> Activity:
Print, exactly and completely, every entry in the data.

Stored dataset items
——
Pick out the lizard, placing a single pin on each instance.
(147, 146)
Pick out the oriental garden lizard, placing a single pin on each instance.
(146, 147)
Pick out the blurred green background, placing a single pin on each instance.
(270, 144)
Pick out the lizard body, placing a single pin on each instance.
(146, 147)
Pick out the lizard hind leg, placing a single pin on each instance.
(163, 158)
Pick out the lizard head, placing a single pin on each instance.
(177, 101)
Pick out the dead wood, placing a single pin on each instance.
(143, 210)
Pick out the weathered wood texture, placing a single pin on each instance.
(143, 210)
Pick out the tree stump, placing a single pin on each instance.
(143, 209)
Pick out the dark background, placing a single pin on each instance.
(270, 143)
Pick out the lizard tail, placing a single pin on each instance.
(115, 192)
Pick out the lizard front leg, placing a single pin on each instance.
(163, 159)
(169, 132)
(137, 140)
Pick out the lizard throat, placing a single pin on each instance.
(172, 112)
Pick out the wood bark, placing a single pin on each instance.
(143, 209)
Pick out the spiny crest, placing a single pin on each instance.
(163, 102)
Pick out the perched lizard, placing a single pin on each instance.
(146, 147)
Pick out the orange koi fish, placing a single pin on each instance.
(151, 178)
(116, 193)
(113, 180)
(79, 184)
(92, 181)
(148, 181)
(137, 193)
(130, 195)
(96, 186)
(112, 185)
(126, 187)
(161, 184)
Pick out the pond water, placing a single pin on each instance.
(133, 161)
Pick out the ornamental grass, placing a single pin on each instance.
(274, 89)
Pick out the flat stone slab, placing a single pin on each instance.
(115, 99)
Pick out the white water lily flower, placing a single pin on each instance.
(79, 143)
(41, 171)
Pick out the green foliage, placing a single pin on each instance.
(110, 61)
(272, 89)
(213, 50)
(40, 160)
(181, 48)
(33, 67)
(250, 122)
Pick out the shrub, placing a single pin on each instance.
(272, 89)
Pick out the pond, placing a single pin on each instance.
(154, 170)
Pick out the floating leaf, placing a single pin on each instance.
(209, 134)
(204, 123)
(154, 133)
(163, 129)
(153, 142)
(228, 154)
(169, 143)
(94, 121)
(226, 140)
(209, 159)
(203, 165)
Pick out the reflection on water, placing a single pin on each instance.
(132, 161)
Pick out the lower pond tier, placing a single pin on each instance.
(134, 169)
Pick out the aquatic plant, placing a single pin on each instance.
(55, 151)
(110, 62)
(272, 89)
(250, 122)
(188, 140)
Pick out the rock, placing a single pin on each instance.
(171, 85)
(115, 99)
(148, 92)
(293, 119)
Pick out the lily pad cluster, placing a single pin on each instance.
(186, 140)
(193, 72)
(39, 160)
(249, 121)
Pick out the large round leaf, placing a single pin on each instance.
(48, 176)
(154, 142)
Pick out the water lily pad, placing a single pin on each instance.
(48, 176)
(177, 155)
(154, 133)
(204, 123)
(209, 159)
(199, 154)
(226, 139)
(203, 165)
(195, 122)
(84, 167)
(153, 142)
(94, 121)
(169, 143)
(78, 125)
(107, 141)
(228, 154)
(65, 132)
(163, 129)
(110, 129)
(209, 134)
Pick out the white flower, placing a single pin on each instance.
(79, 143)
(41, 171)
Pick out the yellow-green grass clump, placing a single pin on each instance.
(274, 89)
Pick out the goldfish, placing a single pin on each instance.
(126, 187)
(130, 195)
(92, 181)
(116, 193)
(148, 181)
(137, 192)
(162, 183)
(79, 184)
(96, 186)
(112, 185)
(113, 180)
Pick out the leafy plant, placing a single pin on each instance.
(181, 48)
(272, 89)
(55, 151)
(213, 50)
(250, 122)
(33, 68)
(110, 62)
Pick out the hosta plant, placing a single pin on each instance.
——
> Solution to the problem:
Pick out the lizard, placing a single pin on each instance.
(147, 146)
Pick out the oriental garden lizard, placing a single pin on each instance.
(146, 147)
Pick out the blurred green background, placing a single pin on each instance.
(270, 144)
Pick out the lizard body, placing a single pin on each instance.
(146, 147)
Pick out the lizard hind leg, placing a single pin on each instance.
(163, 158)
Pick out the lizard head, placing a single pin on each instance.
(177, 101)
Pick out the dead wood, placing a single pin on each instance.
(143, 210)
Pick out the weathered wood texture, placing a single pin on each instance.
(143, 210)
Pick out the tree stump, placing a single pin on each instance.
(143, 209)
Pick out the dark background, placing a single pin on each instance.
(270, 143)
Pick out the lizard tail, placing a single pin on each instance.
(115, 192)
Pick out the lizard front leg, placing a single pin on each instance.
(163, 159)
(169, 132)
(137, 140)
Pick out the lizard throat, placing a single pin on each instance.
(172, 112)
Pick out the wood bark, placing a single pin on each instance.
(143, 209)
Pick out the spiny crest, placing a single pin on each instance.
(163, 102)
Pick out the perched lizard, placing a single pin on each instance.
(146, 147)
Pick out the orange koi fish, placing a single pin on each instance.
(151, 178)
(116, 193)
(113, 180)
(79, 184)
(92, 181)
(148, 181)
(137, 193)
(130, 195)
(96, 186)
(112, 185)
(126, 187)
(161, 184)
Pick out the pond water, placing a single pin on each instance.
(133, 161)
Pick out the ornamental grass, placing a single pin on each instance.
(274, 89)
Pick out the flat stone slab, placing a single pin on each instance.
(115, 99)
Pick out the white water lily flower, placing a single pin on each instance.
(79, 143)
(41, 171)
Pick out the green foliage, placing a single pin on each instance.
(110, 61)
(272, 89)
(213, 50)
(40, 160)
(181, 48)
(33, 67)
(250, 122)
Pick out the shrub, placing a single pin on each instance.
(272, 89)
Pick out the pond, placing a single pin on each instance.
(154, 170)
Pick out the floating leaf, placing a single pin on each instance.
(209, 134)
(204, 123)
(154, 133)
(163, 129)
(153, 142)
(228, 154)
(169, 143)
(94, 121)
(226, 140)
(209, 159)
(203, 165)
Pick out the reflection on water, placing a single pin on each instance.
(132, 161)
Pick out the lower pond tier, placing a single pin on each instance.
(134, 169)
Pick out the aquatic plant, placing a single pin on each instance.
(55, 151)
(110, 62)
(272, 89)
(250, 122)
(188, 140)
Pick out the rock, placing a single pin on each instance.
(171, 85)
(115, 99)
(148, 92)
(293, 119)
Pick out the lily pad cluster, placing a single pin on each instance.
(186, 140)
(193, 72)
(39, 160)
(249, 121)
Pick out the large round leaf, placing a single pin on each instance.
(48, 176)
(154, 142)
Pick out the water lily pad, placing a single pin on each instance.
(48, 176)
(177, 155)
(154, 133)
(204, 123)
(209, 159)
(199, 154)
(226, 139)
(203, 165)
(195, 122)
(84, 167)
(153, 142)
(94, 121)
(169, 143)
(78, 125)
(107, 141)
(228, 154)
(65, 132)
(163, 129)
(110, 129)
(209, 134)
Pick out the white flower, placing a single pin on each instance.
(79, 143)
(41, 171)
Pick out the yellow-green grass clump, placing a single pin on each instance.
(274, 89)
Pick out the goldfish, placing a single pin on each instance.
(126, 187)
(130, 195)
(92, 181)
(116, 193)
(148, 181)
(137, 192)
(162, 183)
(79, 184)
(96, 186)
(112, 185)
(113, 180)
Pick out the leafy plant, placing a single pin on each instance.
(181, 48)
(272, 89)
(55, 151)
(213, 50)
(250, 122)
(33, 68)
(110, 62)
Pick out the hosta plant, placing a single pin on each instance.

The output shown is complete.